What to do
Which lines in the entries below contain the string "soup"? Gather each of them and copy it out in full.

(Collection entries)
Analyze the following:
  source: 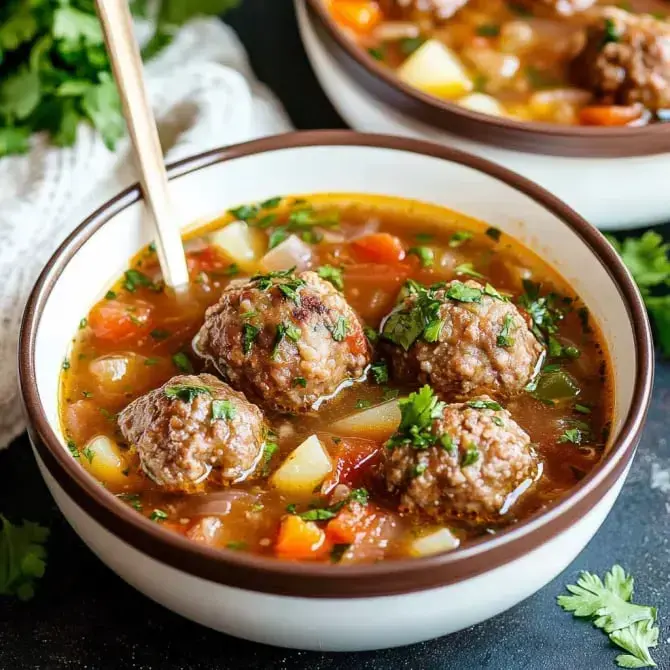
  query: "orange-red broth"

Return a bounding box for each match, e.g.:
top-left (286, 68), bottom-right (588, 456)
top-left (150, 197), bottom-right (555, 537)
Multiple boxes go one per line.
top-left (60, 196), bottom-right (612, 562)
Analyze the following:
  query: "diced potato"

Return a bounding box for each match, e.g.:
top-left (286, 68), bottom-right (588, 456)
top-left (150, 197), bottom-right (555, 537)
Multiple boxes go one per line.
top-left (261, 235), bottom-right (312, 271)
top-left (330, 400), bottom-right (400, 440)
top-left (80, 435), bottom-right (128, 484)
top-left (272, 435), bottom-right (333, 495)
top-left (398, 40), bottom-right (473, 98)
top-left (409, 528), bottom-right (460, 557)
top-left (210, 221), bottom-right (267, 271)
top-left (457, 93), bottom-right (505, 116)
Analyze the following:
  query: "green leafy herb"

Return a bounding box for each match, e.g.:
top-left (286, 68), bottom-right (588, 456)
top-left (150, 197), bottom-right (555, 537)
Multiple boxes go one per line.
top-left (465, 400), bottom-right (502, 412)
top-left (496, 314), bottom-right (514, 347)
top-left (242, 323), bottom-right (261, 356)
top-left (449, 230), bottom-right (473, 249)
top-left (164, 384), bottom-right (212, 402)
top-left (398, 37), bottom-right (426, 56)
top-left (612, 231), bottom-right (670, 356)
top-left (386, 384), bottom-right (445, 449)
top-left (363, 326), bottom-right (379, 344)
top-left (447, 281), bottom-right (482, 302)
top-left (0, 514), bottom-right (49, 601)
top-left (212, 400), bottom-right (237, 421)
top-left (461, 444), bottom-right (479, 468)
top-left (486, 227), bottom-right (502, 242)
top-left (317, 265), bottom-right (344, 291)
top-left (172, 351), bottom-right (193, 374)
top-left (557, 565), bottom-right (659, 668)
top-left (407, 247), bottom-right (435, 268)
top-left (149, 509), bottom-right (168, 523)
top-left (331, 316), bottom-right (349, 342)
top-left (370, 361), bottom-right (389, 384)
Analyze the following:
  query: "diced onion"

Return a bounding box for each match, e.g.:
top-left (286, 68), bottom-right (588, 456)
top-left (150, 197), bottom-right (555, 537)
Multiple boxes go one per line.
top-left (410, 528), bottom-right (460, 557)
top-left (271, 435), bottom-right (333, 496)
top-left (261, 235), bottom-right (312, 271)
top-left (397, 40), bottom-right (473, 98)
top-left (330, 400), bottom-right (400, 440)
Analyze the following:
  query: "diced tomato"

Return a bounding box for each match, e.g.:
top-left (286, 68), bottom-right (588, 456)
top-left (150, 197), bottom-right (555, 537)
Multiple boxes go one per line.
top-left (275, 514), bottom-right (330, 560)
top-left (330, 0), bottom-right (382, 34)
top-left (344, 263), bottom-right (410, 322)
top-left (186, 246), bottom-right (230, 274)
top-left (321, 436), bottom-right (382, 494)
top-left (579, 105), bottom-right (642, 126)
top-left (351, 233), bottom-right (405, 263)
top-left (88, 300), bottom-right (152, 342)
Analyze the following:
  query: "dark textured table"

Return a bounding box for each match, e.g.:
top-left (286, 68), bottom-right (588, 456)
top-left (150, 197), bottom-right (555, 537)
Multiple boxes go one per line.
top-left (0, 0), bottom-right (670, 670)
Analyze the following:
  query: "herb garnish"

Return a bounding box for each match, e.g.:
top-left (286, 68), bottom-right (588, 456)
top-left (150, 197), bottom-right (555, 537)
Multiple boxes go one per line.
top-left (164, 384), bottom-right (212, 402)
top-left (557, 565), bottom-right (659, 668)
top-left (0, 514), bottom-right (49, 601)
top-left (386, 384), bottom-right (445, 450)
top-left (172, 351), bottom-right (193, 374)
top-left (317, 265), bottom-right (344, 291)
top-left (212, 400), bottom-right (237, 421)
top-left (496, 314), bottom-right (514, 347)
top-left (407, 247), bottom-right (435, 268)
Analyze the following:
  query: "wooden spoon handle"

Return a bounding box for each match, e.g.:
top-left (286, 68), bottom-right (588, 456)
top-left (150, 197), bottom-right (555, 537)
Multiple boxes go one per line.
top-left (96, 0), bottom-right (188, 288)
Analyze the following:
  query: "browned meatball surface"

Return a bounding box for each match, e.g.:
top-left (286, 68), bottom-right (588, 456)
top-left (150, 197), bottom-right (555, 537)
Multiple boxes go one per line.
top-left (119, 374), bottom-right (267, 491)
top-left (380, 0), bottom-right (468, 21)
top-left (384, 388), bottom-right (538, 522)
top-left (381, 281), bottom-right (543, 396)
top-left (572, 7), bottom-right (670, 111)
top-left (195, 271), bottom-right (370, 412)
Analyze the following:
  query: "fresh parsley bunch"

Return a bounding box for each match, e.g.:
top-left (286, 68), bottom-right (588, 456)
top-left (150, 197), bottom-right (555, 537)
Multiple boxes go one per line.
top-left (608, 230), bottom-right (670, 356)
top-left (0, 0), bottom-right (238, 157)
top-left (558, 565), bottom-right (659, 668)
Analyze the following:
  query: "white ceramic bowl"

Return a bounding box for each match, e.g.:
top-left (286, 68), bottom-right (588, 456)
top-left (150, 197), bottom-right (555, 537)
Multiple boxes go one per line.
top-left (295, 0), bottom-right (670, 230)
top-left (19, 131), bottom-right (653, 650)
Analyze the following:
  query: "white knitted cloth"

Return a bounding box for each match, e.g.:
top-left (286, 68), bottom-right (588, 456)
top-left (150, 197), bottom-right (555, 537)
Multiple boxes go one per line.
top-left (0, 19), bottom-right (291, 449)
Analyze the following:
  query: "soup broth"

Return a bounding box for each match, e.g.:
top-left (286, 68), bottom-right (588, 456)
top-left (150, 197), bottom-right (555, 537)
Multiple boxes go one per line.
top-left (60, 194), bottom-right (613, 563)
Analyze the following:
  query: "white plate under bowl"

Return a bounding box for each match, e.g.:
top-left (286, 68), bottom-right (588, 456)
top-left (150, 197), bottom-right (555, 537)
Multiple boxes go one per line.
top-left (19, 131), bottom-right (653, 650)
top-left (295, 0), bottom-right (670, 230)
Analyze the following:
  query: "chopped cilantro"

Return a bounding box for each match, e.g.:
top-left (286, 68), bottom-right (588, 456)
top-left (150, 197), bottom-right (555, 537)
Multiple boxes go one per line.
top-left (172, 351), bottom-right (193, 374)
top-left (212, 400), bottom-right (237, 421)
top-left (331, 316), bottom-right (349, 342)
top-left (407, 247), bottom-right (435, 268)
top-left (496, 314), bottom-right (514, 347)
top-left (164, 384), bottom-right (212, 402)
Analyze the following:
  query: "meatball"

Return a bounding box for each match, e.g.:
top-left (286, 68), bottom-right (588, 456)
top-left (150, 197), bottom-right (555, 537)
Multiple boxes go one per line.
top-left (571, 7), bottom-right (670, 111)
top-left (381, 281), bottom-right (543, 396)
top-left (383, 396), bottom-right (538, 523)
top-left (195, 271), bottom-right (370, 412)
top-left (381, 0), bottom-right (468, 21)
top-left (119, 374), bottom-right (267, 491)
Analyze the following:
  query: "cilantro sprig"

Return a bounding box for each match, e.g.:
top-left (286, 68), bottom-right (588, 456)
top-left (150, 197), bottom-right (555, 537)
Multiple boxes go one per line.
top-left (608, 230), bottom-right (670, 356)
top-left (0, 514), bottom-right (49, 600)
top-left (557, 565), bottom-right (659, 668)
top-left (0, 0), bottom-right (238, 157)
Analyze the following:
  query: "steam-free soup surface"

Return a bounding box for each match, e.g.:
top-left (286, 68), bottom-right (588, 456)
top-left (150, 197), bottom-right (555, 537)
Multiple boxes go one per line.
top-left (60, 195), bottom-right (612, 563)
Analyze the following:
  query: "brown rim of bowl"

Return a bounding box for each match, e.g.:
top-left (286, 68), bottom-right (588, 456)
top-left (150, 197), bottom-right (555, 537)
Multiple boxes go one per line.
top-left (308, 0), bottom-right (670, 158)
top-left (19, 131), bottom-right (653, 598)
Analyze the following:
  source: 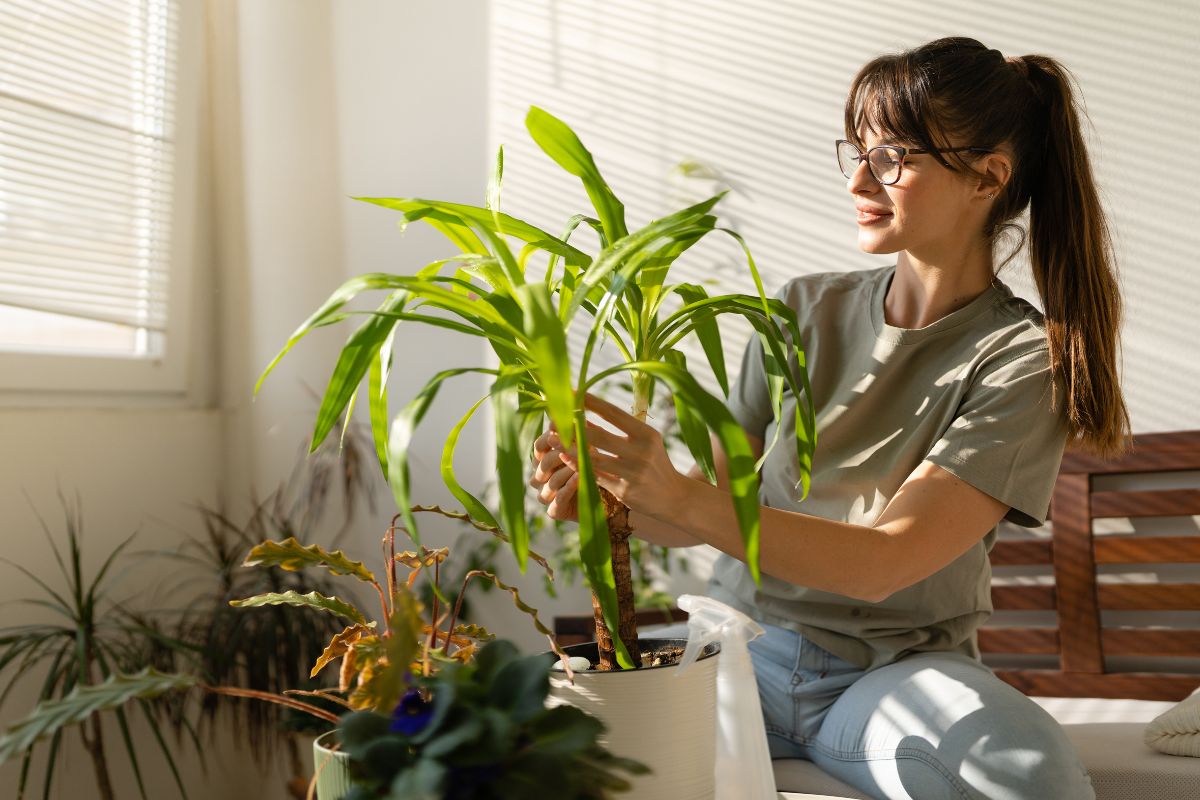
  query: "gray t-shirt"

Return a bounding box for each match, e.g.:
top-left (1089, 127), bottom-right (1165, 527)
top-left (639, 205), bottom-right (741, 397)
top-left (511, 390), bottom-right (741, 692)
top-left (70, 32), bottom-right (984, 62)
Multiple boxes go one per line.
top-left (708, 265), bottom-right (1067, 669)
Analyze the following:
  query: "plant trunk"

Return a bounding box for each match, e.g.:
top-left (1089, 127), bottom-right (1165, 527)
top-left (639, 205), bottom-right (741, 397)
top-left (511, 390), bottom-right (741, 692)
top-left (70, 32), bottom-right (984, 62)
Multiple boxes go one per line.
top-left (79, 714), bottom-right (116, 800)
top-left (592, 378), bottom-right (649, 670)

Task result
  query: "soup broth"
  query: "steam-free soup surface"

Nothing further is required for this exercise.